■ **THE DATA**:
----
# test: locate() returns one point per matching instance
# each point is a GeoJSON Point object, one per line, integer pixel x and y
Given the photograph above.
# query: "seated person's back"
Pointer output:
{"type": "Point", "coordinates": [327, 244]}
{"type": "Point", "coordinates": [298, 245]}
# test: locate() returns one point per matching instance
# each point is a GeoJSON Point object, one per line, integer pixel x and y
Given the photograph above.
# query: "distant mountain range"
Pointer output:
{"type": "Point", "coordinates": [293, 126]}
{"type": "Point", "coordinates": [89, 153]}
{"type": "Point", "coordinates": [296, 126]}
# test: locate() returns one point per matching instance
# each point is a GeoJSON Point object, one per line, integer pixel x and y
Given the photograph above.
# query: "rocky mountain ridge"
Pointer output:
----
■ **TASK TO CARRY OUT**:
Copy every line of the records above word for word, with no changes.

■ **SOLVED PROBLEM**:
# test: locate() returns one point per matching instance
# each point is a GeoJSON Point object, one per line, integer pixel x and y
Given the photograph above.
# query: "seated person's back"
Pointer output:
{"type": "Point", "coordinates": [327, 244]}
{"type": "Point", "coordinates": [298, 245]}
# test: locate() returns one point per matching instance
# each point is a GeoJSON Point object, one per line, integer pixel x and y
Given the photograph above.
# query: "distant mountain range"
Pointer output:
{"type": "Point", "coordinates": [293, 126]}
{"type": "Point", "coordinates": [89, 153]}
{"type": "Point", "coordinates": [296, 126]}
# test: locate() returns one point per matching instance
# each point is a GeoJSON Point object, one per line, integer pixel x and y
Given the photograph above.
# query: "rocky mountain ridge"
Pointer output:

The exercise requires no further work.